▶ _GIVEN ENTRIES_

....

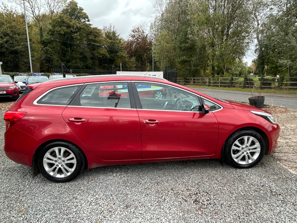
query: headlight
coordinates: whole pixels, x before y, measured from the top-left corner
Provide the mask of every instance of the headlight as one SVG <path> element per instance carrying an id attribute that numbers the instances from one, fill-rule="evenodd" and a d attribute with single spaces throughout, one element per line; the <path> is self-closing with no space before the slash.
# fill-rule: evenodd
<path id="1" fill-rule="evenodd" d="M 249 112 L 253 114 L 262 117 L 270 123 L 273 124 L 276 123 L 276 118 L 273 114 L 269 114 L 269 113 L 263 112 L 255 112 L 254 111 L 250 111 Z"/>

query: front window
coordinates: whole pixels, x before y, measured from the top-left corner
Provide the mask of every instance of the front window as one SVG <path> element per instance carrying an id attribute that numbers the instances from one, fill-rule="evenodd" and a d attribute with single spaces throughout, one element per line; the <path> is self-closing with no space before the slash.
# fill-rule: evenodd
<path id="1" fill-rule="evenodd" d="M 163 84 L 136 83 L 143 109 L 201 111 L 198 97 L 184 90 Z"/>
<path id="2" fill-rule="evenodd" d="M 13 81 L 9 76 L 0 76 L 0 83 L 12 83 Z"/>
<path id="3" fill-rule="evenodd" d="M 130 109 L 126 82 L 88 84 L 79 96 L 81 106 Z"/>

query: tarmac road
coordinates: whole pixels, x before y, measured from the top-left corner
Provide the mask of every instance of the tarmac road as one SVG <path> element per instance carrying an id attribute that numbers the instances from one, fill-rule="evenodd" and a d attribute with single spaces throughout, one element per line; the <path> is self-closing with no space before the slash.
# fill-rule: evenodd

....

▶ _DIRECTIONS_
Copy the part of the material that starts with the line containing "query: tarmac road" and runs to the end of the material, with both ends included.

▶ _RESPONSE TO THE TASK_
query: tarmac road
coordinates: whole pixels, x before y, measured from the top-left corner
Provide the mask of every instance of the tarmac road as one SVG <path> element per instance carrying an id attribute that numbers the instances from one, fill-rule="evenodd" and a d attribute with single spaces throughout, one element per line; the <path> is self-closing with no space before the slash.
# fill-rule: evenodd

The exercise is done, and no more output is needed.